# PASSAGE
────────────────

A broad-based rally in the Indian equity markets have helped value-focused funds deliver superior returns in the last one year. Value funds were out of favour as investors piled on to ‘growth’ stocks even at lofty valuations in the pre-pandemic world, leading to sharp polarisation in the stock market returns.
But in the last one year, value funds have started delivering returns as investors have shifted their stocks away from growth stocks to ones that are available at attractive valuations.
Mutual fund (MF) industry players believe that even now there is enough value in the market.
“We believe value is in the early stages of playing catch-up with growth and quality which has significantly rallied over the past few years. Also, several stocks public sector undertakings (PSUs) and others which have been beaten down names over the past several years, have caught investor attention due to their deep value have started rallying. All of this put together, has helped value funds gain traction,” said S Naren, ED & CIO, ICICI Prudential AMC.
The data from MF Explorer shows that maximum returns generated by the value funds in the last one year is 96 per cent and average returns is 59 per cent.
Value investing is largely investments in stocks that are undervalued and possibly ignored by investors but have room for appreciation in future. However, investing through value style differs from one fund house to another.
In ICICI Prudential Value Discovery Fund the portfolio consists of stocks which have the potential for reasonable upside but are currently available at a discount to its fair/intrinsic value. While Quantum Long Term Equity Value follows a bottom-portfolio construction process. Their approach to investing is based on the principles of long-term value, detailed and an extremely disciplined process.
“Value fund like ours perform well when risk is adequately priced. In a macro setting where there is broad based economic recovery and normal interest rate environment, the equity returns are driven by earnings upgrade cycles and not just liquidity (flows). In such an environment, stocks react to fundamental triggers and value funds tend to do better,” said Sorbh Gupta, Fund Manager- Equity at Quantum AMC.
In the past one year, ICICI Prudential Value Discovery Fund and Quantum Long Term Equity Value Fund have given returns of 61.2 per cent and 56 per cent, respectively.
According to the market participants, in the stock market, value typically tends to emerge when investors fail to pay attention to positives for a long time, which invariably over time leads to strengthening of a case for a stock or sector. A long period of negativity creates the right conditions for a sector or stock to outperform.
Despite Sensex gaining by 43 per cent in the last one year and fund managers believe even today there are many sectors where valuations are attractive.
“We believe most of the cyclical sectors represent good value till the central banks tighten monetary policy. Within defensive sectors, pharma and IT represent relatively better value compared to consumer sectors,” added Naren.

────────────────

# STUDY MATERIAL

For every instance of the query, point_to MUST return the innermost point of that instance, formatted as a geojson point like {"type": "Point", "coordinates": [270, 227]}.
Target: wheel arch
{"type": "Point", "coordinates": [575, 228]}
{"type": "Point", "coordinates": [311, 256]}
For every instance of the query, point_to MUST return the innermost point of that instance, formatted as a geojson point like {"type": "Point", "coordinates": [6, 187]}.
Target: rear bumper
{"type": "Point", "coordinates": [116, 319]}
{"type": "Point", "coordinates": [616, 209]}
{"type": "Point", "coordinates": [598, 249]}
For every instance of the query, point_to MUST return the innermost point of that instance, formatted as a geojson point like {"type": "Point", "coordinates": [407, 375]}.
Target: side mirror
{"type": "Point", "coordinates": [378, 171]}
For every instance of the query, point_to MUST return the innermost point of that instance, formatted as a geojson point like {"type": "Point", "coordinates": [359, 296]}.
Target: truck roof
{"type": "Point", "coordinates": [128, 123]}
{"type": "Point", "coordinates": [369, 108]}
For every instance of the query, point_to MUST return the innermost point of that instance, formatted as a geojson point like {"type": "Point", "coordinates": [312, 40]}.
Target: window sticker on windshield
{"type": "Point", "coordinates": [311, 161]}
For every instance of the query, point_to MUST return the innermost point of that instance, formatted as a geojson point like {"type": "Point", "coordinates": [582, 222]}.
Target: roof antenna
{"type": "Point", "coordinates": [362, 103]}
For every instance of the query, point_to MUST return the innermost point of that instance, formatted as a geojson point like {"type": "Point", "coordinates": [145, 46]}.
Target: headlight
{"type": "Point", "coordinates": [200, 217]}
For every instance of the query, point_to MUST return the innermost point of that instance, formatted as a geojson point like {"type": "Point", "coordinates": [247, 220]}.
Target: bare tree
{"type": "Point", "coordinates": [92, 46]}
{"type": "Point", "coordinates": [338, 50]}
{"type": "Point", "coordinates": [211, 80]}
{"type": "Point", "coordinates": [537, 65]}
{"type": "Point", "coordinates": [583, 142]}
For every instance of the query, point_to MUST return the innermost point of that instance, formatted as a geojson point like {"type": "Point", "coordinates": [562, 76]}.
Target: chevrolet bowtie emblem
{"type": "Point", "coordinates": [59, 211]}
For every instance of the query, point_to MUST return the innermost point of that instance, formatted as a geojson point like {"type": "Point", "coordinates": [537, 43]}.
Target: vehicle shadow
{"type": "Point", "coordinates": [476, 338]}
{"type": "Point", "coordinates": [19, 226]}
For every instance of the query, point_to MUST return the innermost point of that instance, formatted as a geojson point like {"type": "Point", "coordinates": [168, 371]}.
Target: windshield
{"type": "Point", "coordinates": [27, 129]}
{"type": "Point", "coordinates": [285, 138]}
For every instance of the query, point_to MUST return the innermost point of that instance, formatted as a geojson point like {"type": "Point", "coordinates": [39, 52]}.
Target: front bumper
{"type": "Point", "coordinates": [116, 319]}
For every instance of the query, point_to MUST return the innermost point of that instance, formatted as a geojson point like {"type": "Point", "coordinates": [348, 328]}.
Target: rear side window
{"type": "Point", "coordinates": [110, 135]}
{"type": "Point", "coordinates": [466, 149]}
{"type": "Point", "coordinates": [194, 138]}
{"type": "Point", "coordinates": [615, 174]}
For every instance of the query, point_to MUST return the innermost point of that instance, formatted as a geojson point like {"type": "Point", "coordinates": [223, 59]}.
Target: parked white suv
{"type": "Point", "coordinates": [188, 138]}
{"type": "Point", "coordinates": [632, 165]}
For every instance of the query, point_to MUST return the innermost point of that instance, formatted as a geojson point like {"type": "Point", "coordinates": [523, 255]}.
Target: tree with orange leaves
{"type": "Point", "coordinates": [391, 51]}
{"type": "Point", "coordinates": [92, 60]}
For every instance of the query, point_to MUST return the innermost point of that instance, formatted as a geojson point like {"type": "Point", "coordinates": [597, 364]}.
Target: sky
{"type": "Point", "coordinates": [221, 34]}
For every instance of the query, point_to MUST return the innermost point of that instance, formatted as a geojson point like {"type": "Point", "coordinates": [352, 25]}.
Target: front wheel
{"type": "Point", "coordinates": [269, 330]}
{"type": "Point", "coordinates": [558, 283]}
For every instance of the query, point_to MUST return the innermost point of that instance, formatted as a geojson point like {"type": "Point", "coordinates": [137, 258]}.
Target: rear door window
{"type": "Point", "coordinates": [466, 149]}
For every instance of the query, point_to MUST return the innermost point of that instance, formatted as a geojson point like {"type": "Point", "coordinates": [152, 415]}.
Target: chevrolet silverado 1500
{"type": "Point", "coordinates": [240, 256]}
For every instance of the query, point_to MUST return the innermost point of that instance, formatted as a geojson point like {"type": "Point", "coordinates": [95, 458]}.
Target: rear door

────────────────

# REQUIRED ACTION 1
Rewrite the value funds article, starting at "In the past" and ending at "per cent, respectively.", and put "Over the past twelve months" in place of "In the past one year".
# REQUIRED ACTION 2
According to the MF Explorer data cited in the value funds article, what were the maximum and average returns of value funds over the last year?
# REQUIRED ACTION 3
Translate this sentence from the value funds article into French: "Mutual fund (MF) industry players believe that even now there is enough value in the market."

# PROBLEM SOLUTION 1
Over the past twelve months, ICICI Prudential Value Discovery Fund and Quantum Long Term Equity Value Fund have given returns of 61.2 per cent and 56 per cent, respectively.

# PROBLEM SOLUTION 2
The maximum return was 96 percent and the average return was 59 percent.

# PROBLEM SOLUTION 3
Les acteurs du secteur des fonds communs de placement (MF) estiment que, même aujourd'hui, il y a suffisamment de valeur sur le marché.